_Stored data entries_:
━━━━

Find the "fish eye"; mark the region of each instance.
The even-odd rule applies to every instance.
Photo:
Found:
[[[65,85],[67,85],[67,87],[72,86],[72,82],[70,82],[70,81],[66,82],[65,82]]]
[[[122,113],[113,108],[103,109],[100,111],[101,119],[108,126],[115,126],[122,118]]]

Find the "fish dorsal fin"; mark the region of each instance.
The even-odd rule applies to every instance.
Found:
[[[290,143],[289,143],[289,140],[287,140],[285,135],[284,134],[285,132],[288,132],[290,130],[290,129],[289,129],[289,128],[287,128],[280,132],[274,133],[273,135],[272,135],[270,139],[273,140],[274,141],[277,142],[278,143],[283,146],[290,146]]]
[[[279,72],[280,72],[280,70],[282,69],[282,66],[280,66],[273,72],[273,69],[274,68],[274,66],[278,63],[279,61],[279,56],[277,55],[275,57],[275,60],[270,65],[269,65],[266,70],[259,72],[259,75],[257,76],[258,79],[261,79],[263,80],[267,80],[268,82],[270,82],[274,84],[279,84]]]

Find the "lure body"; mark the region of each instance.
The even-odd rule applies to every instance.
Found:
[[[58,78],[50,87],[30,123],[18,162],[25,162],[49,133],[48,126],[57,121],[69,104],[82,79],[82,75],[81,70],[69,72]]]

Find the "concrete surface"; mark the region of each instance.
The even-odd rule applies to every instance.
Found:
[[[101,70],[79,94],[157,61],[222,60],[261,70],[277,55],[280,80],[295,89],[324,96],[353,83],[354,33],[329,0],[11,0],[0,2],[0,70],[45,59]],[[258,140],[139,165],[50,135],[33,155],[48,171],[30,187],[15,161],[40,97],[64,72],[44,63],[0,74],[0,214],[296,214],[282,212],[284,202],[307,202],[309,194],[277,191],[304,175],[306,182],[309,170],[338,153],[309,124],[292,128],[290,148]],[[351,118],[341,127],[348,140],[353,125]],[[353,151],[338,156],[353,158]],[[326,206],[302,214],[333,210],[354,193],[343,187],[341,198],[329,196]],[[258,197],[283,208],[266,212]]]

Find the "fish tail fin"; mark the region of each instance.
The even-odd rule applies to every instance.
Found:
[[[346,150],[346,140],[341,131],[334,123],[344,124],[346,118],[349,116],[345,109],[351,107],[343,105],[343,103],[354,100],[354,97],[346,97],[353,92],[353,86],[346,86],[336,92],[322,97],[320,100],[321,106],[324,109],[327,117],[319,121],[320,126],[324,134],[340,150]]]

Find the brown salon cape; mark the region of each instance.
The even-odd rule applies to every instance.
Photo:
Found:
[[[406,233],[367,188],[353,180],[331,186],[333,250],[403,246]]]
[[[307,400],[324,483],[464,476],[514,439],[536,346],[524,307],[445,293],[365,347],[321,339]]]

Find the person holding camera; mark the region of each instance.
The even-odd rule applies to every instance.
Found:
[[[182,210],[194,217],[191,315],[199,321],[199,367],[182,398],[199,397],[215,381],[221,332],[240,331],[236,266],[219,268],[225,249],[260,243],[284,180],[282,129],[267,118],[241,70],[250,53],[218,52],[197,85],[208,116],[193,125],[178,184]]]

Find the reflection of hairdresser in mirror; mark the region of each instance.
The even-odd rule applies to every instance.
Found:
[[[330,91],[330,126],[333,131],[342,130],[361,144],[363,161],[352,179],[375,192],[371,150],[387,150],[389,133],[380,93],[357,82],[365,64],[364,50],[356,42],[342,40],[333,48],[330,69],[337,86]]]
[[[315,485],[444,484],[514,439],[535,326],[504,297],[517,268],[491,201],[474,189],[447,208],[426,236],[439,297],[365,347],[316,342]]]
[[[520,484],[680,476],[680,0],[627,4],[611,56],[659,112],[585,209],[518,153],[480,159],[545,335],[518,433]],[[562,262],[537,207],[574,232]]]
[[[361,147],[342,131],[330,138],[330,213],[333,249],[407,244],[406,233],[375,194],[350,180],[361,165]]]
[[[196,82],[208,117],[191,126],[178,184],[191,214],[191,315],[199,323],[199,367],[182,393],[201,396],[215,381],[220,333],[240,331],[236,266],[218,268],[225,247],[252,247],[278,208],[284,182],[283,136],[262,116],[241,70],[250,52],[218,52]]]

━━━━

_What you will do_:
Will you copy, character for character, the lines starting with the line that contains "Find the reflection" and going on through the last line of the stored data entries?

_Result_:
Find the reflection of hairdresser in mirror; mark the region of each instance.
The even-odd rule applies to every instance.
Found:
[[[330,91],[330,126],[333,131],[342,130],[361,144],[363,161],[352,179],[375,192],[371,150],[387,150],[389,133],[380,93],[357,82],[365,64],[364,50],[356,42],[342,40],[333,48],[330,69],[337,86]]]
[[[315,485],[444,484],[514,439],[535,326],[504,297],[517,268],[491,201],[474,189],[447,208],[426,236],[439,297],[365,347],[316,342]]]
[[[520,484],[680,476],[680,0],[627,4],[611,56],[659,112],[585,209],[518,153],[480,159],[545,335],[518,433]],[[562,262],[537,207],[574,232]]]
[[[361,147],[342,131],[330,138],[330,213],[333,249],[407,244],[406,233],[375,194],[350,180],[361,165]]]
[[[196,82],[208,117],[191,126],[178,184],[191,214],[191,315],[199,323],[199,367],[182,393],[201,396],[215,381],[220,333],[240,331],[236,266],[218,268],[225,247],[252,247],[278,208],[284,182],[283,136],[262,116],[241,70],[250,52],[218,52]]]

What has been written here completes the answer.